Document text:
Wow, you really DO give great info.  My cholesterol is high but good ratio but I worry it might go too high.  I have no intention of using statins.  But I used to eat more cheese than now and my ratio was still good, so this advice will be good for me.  Thanks so much, extremely useful - I'll study it further in the morning when Im more alert.


----------



## everydayupsanddowns (Jan 9, 2020)

Welcome to the forum @CollaredDove 

Hope you get some clarity on your diagnosis soon so that you can begin to put plans in place for how to manage your diabetes going forward. As with most things in life there are lots and lots of different possible approaches you can take to diabetes management, so it’s a matter of working out which one strategies suit your body, your BG, your metabolism and your tastebuds


----------



## CollaredDove (Jan 9, 2020)

everydayupsanddowns said:


> Welcome to the forum @CollaredDove
> 
> Hope you get some clarity on your diagnosis soon so that you can begin to put plans in place for how to manage your diabetes going forward. As with most things in life there are lots and lots of different possible approaches you can take to diabetes management, so it’s a matter of working out which one strategies suit your body, your BG, your metabolism and your tastebuds



Thanks so much!  I'll take a look at your blog everydayupsanddowns.


----------



## rebrascora (Jan 9, 2020)

Some people find their cholesterol goes down, despite eating more fat. Mine is pretty stable at  5.2 which is higher than the HCPs would like, but like you, my ratio is good, so they are not particularly concerned and I can tell you I must be eating at least 3-4 times as much cheese as I did pre diagnosis, plus a pot of cream a week, which was something I never bought or used before and much more olive oil..... I make batches of ratatouille and probably use half a cup of olive oil where normally I would have used a tablespoon and it tastes so much better for it. Aubergines and mushrooms go so well with olive oil or lamb fat.....and they are both wonderful low carb veggies.


----------



## Ditto (Jan 9, 2020)

Hello and welcome to the forum.


----------



## CollaredDove (Jan 9, 2020)

Ditto said:


> Hello and welcome to the forum.


Hi Ditto, thanks for the welcome


----------



## CollaredDove (Jan 9, 2020)

rebrascora said:


> Some people find their cholesterol goes down, despite eating more fat. Mine is pretty stable at  5.2 which is higher than the HCPs would like, but like you, my ratio is good, so they are not particularly concerned and I can tell you I must be eating at least 3-4 times as much cheese as I did pre diagnosis, plus a pot of cream a week, which was something I never bought or used before and much more olive oil..... I make batches of ratatouille and probably use half a cup of olive oil where normally I would have used a tablespoon and it tastes so much better for it. Aubergines and mushrooms go so well with olive oil or lamb fat.....and they are both wonderful low carb veggies.



Luckily I love fatty food - especially olive oil, always had a lot but since September's reading Ive had loads more. Ive started having more cheese too. Your ratatouille sounds fab and grated cheese on that would be ace. I can imagine eating the best I can at home - do already and have got rid of most carbs except root veg, small amount of jumbo oats and a little brown basmati rice.  But I cant imagine how I'll be able to eat out with friends.  I cant eat much red meat as the iron gets absorbed and dumped round the body including pancreas, but poultry is ok and I eat lots of fish.

Exercise requirements:
a. Please give the diabetes forum thread again, beginning at the words "Wow, you really" and stopping after "Im more alert.", with "cheese" renamed to "butter".
b. Extend the diabetes forum thread with a new passage that follows its final post.

Records supplied:
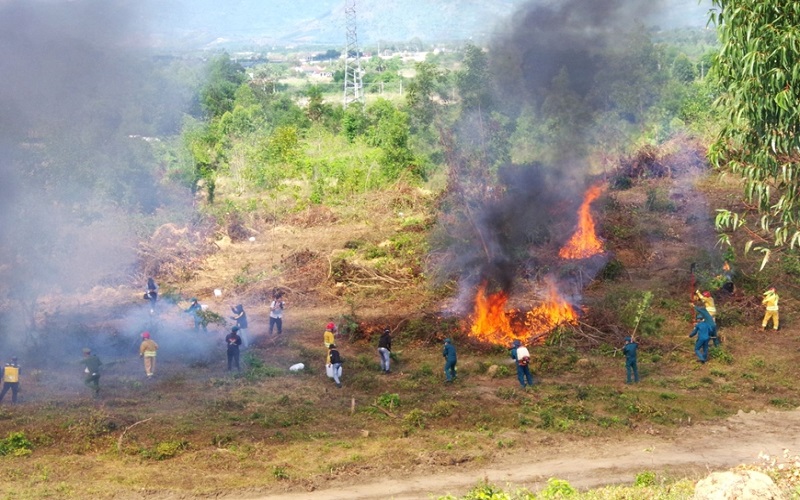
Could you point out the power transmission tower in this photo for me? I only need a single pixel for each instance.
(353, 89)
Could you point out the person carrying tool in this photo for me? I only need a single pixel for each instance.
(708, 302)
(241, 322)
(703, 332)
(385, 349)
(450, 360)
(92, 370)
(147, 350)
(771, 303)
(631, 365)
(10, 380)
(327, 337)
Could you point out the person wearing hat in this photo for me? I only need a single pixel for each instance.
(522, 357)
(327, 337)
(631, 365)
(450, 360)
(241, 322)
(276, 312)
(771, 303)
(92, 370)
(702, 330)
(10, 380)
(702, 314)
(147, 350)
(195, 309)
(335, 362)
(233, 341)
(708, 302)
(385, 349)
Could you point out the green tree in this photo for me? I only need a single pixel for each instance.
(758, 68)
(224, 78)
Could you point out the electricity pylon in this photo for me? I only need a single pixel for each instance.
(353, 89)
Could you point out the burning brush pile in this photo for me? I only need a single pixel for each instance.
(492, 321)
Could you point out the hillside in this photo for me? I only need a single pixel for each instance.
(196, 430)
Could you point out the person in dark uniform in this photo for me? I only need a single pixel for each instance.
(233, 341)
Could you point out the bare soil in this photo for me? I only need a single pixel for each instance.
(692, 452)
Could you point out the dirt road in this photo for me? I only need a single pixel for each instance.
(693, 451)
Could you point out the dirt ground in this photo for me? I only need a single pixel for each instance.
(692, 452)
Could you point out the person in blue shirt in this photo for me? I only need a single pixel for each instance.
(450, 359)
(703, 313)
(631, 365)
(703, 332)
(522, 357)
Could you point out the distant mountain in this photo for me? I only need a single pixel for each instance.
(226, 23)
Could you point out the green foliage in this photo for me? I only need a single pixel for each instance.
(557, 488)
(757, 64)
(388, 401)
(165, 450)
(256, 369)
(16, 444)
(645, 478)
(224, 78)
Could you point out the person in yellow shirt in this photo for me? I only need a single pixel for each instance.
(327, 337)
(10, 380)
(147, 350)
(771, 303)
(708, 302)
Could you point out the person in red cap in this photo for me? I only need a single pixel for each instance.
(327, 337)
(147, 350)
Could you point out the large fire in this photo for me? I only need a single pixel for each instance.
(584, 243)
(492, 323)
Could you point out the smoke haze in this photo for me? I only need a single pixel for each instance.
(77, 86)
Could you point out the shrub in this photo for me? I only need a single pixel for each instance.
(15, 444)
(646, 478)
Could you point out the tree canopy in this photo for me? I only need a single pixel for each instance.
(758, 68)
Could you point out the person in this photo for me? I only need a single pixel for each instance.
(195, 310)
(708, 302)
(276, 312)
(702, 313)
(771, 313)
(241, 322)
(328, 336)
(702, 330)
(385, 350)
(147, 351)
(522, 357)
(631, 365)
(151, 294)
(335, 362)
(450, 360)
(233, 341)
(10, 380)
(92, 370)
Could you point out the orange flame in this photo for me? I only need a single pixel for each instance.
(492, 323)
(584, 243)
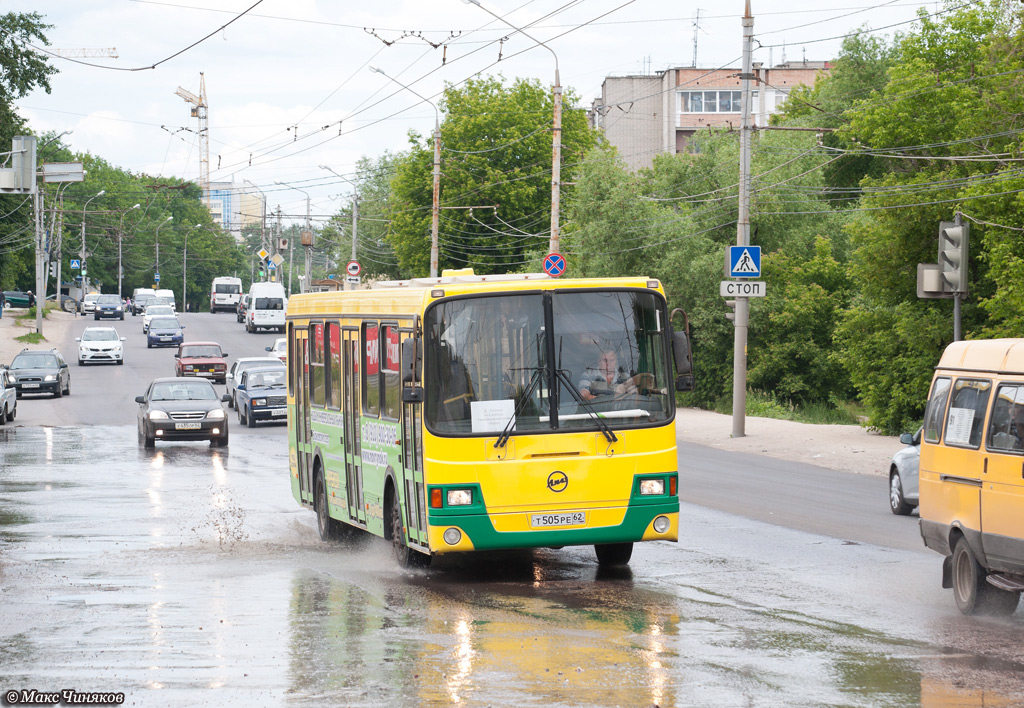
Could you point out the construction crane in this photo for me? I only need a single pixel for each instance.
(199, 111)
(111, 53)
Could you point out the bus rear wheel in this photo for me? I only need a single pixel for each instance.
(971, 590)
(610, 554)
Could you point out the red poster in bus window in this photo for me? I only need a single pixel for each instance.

Results for the exercise:
a.
Wow, you really DO give great info.  My cholesterol is high but good ratio but I worry it might go too high.  I have no intention of using statins.  But I used to eat more butter than now and my ratio was still good, so this advice will be good for me.  Thanks so much, extremely useful - I'll study it further in the morning when Im more alert.

b.
I read you have to have two consecutive readings of 48 to be dxd with diabetes so I'll see what the next one says. Im reading that very long thread advising newbies how to go about managing the condition.
Such a lot to get my head round - thanks for your continued support Barbara, jean


----------



## CollaredDove (Jan 9, 2020)

CollaredDove said:


> Luckily I love fatty food - especially olive oil, always had a lot but since September's reading Ive had loads more. Ive started having more cheese too. Your ratatouille sounds fab and grated cheese on that would be ace. I can imagine eating the best I can at home - do already and have got rid of most carbs except root veg, small amount of jumbo oats and a little brown basmati rice.  But I cant imagine how I'll be able to eat out with friends.  I cant eat much red meat as the iron gets absorbed and dumped round the body including pancreas, but poultry is ok and I eat lots of fish.
> I read you have to have two consecutive readings of 48 to be dxd with diabetes so I'll see what the next one says. Im reading that very long thread advising newbies how to go about managing the condition.
> Such a lot to get my head round - thanks for your continued support Barbara, jean


----------



## rebrascora (Jan 9, 2020)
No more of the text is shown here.